Reproduce all the material exactly, minus any pictures it holds.

(Data records)
◇ ◇ ◇

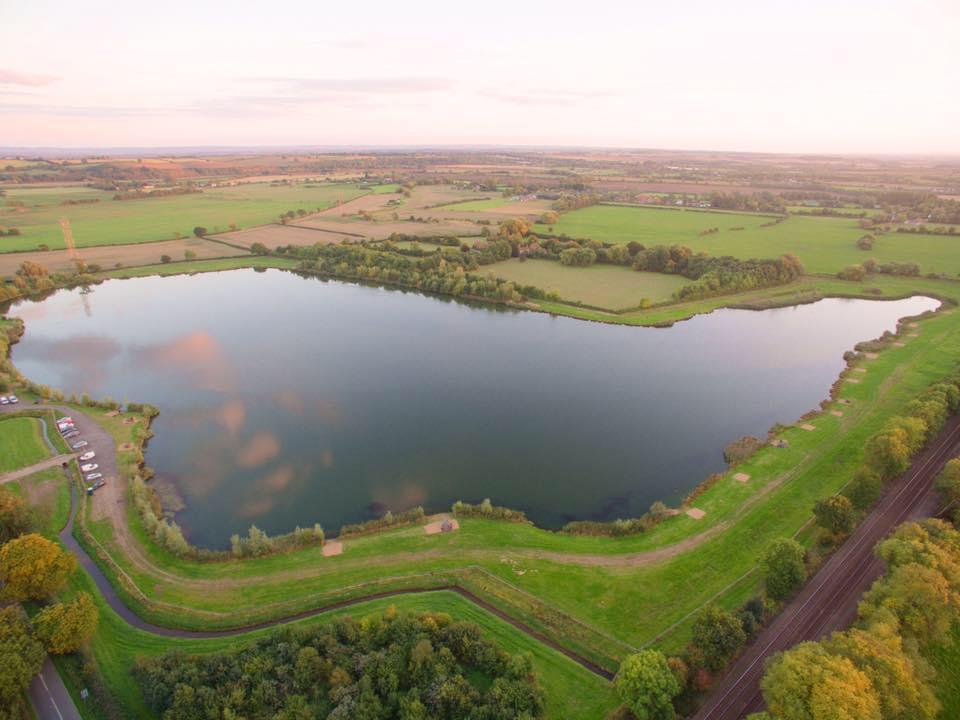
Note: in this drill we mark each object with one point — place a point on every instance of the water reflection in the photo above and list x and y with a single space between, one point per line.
346 400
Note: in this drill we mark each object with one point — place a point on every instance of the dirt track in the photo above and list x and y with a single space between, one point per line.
829 600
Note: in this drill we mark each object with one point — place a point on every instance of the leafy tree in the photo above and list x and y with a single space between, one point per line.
809 683
21 657
783 568
865 488
835 514
718 635
33 568
901 683
16 518
65 627
919 597
647 685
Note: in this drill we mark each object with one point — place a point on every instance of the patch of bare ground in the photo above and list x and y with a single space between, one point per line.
111 256
276 235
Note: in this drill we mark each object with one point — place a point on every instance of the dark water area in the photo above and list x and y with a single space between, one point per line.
287 400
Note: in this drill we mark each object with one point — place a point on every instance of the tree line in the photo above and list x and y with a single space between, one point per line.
388 665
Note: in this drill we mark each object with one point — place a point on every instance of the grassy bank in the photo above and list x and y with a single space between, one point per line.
607 585
21 443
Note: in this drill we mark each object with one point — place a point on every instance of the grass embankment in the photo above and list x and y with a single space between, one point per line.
582 590
823 244
21 443
119 222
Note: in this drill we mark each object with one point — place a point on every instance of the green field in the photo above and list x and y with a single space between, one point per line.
49 495
610 287
478 205
117 222
21 443
535 574
824 245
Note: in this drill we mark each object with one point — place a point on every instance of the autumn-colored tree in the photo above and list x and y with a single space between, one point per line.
783 568
920 598
718 635
809 683
901 683
835 514
33 568
16 517
20 657
647 685
65 627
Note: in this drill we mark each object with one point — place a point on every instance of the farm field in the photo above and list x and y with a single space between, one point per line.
824 245
21 443
109 256
614 590
380 230
605 286
276 235
116 222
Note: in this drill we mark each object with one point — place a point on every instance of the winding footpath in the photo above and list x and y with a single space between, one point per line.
827 602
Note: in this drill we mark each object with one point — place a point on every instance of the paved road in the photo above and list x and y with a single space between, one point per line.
36 467
50 697
829 600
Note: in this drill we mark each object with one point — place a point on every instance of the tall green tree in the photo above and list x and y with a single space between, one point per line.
65 627
718 635
783 568
647 685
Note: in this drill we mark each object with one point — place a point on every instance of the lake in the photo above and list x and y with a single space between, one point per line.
287 400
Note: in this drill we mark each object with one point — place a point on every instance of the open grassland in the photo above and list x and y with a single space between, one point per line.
48 493
111 256
600 596
274 236
824 245
36 212
611 287
21 443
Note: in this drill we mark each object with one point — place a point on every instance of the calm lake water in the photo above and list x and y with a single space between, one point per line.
286 400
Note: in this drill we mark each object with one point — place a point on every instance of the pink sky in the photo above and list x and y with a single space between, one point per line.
760 75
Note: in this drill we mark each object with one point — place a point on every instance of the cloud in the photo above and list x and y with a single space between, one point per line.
12 77
547 97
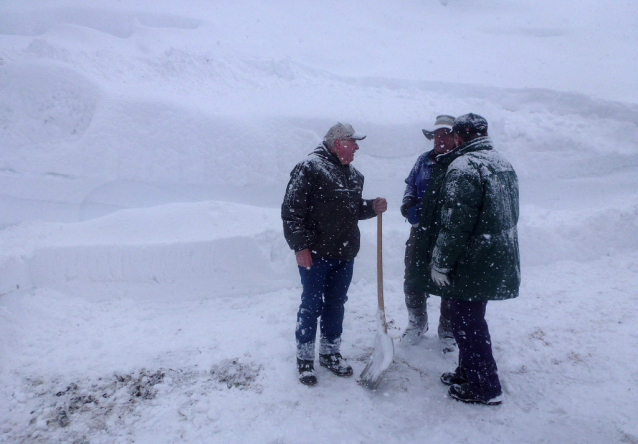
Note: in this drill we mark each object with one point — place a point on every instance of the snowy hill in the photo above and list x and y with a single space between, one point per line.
147 293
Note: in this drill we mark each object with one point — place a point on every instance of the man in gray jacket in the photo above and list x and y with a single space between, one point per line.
321 211
475 258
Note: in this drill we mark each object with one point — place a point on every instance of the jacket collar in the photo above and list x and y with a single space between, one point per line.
478 144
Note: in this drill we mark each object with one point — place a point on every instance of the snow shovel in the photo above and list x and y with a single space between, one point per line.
383 346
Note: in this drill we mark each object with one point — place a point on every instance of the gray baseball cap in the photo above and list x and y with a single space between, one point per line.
342 131
442 121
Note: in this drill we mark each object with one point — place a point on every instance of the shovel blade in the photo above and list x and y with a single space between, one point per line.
380 361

◇ ◇ ◇

• _Exercise response_
Note: in this drill we mark each object with one point — place a point on every instance of the water reflection in the photo above and list x and y with a single space between, one point per line.
346 400
Note: in this drill we mark each object with one point — place a point on every instance of the dirt track in the photo above and list x and y with a single space between, one point per line.
829 600
Note: in this drill we mark each object with one point — place a point on every instance of the leafy tree in the photo above and list x and y with a single space between, one point per line.
809 683
21 657
783 568
865 488
835 514
718 635
33 568
901 683
16 518
65 627
919 597
647 685
Note: in this drill we mark each object with one point — place a point on every instance of the patch of bare ground in the photo above and list x and y with a single space between, one point per line.
111 256
276 235
Note: in this drill we mark each object with one point — place a point on every instance of the dark water area in the photo above and list x and y with a single space between, one point per line.
287 400
Note: in this drill we mark each object with one point — place a point on every instance of the tree line in the photo above and list x and y with a single space between, one point per line.
388 665
Note: in this drill we mark each object with one point — place a point on every instance of the grassy bank in the photo above and list x and y with a single space between, one point per line.
607 585
21 443
Note: in this drill we mark each object with one point — place a point on every instance of the grass embankment in the photo above and list x and y with a single space between, one point per line.
582 590
823 244
21 443
119 222
Note: in this drill we mark each object with one point — place a point on every instance of the green field in the photo above and list x and y with a single space between, one point per line.
49 495
610 287
478 205
117 222
21 443
535 574
824 245
Note: in this drill we mark each object with one point — place a point on every instance of the autumn-colored tree in the photo above and list x and y with a single space between, one point per line.
783 568
920 598
718 635
809 683
901 683
835 514
33 568
16 517
20 657
647 685
65 627
Note: in this drill we mark each object with one point — place a point on every instance of the farm field in the photo above and list x and y with a single space between, one point per line.
824 245
21 443
109 256
614 590
380 230
605 286
276 235
116 222
Note: in this drill we mark each object with one point — place a point on every instance of the winding footpath in the photo above and list x and y with a single space between, one point per line.
827 602
Note: in this drill we mark each object with one point — place a point on every instance of the paved road in the photo above and list x and y with a single space between, one point per line.
36 467
50 697
829 600
Note: in this drill we mark each object with one point — place a point on every instance of the tall green tree in the photo above and list x and y with a single space between, one point per line.
65 627
718 635
783 568
647 685
Note: in this drill we mark each object with one point — place a point on every instance of the lake in the photo above and list x and y with a single space between, one point per line.
287 400
Note: in this drill we mark each object with one point — place a point on every instance of the open grassland in the photo above and list x and y with a single space between, one point per line.
48 493
111 256
600 596
274 236
824 245
36 212
611 287
21 443
Note: in this drill we mark each object with one point — place a point on every instance of the calm lake water in the photo above and list x and y with a single space between, one point per line.
286 400
Note: in this drill we mark each object with one point — place a point on every instance of the pink sky in the photo above and list x and y with a single space between, one point per line.
760 75
Note: in this drill we mark each object with one point — place a point on every instance of the cloud in the photo above and list x and y with a single space between, one point per line.
12 77
547 97
Note: in this drill we mark each object with one point — place a point on every instance of the snowy hill in the photo above and list x and y with a single space between, one point per line.
147 293
Note: in this drill we mark each object with one point — place a point on every instance of the man in gray jacket in the photo above and list x and y with a single space between, one point per line.
321 211
475 258
Note: in this drill we mark each object with one point — place a point on every instance of the jacket collar in the photo above and list x and y with a single space between, one point per line.
478 144
Note: in this drill we mark each object with one point — place a point on every instance of the snow shovel in the photo above and list x and y with a single space between, one point per line.
383 346
Note: in this drill we mark each object with one point — place a point on every instance of the gray baseball cap in the photo above and list x and y with a single space between, one point per line.
342 131
442 121
Note: in this drill we mark each object with one point — place a point on every instance of the shovel blade in the photo above and list x and y with a single space between, one point per line.
380 361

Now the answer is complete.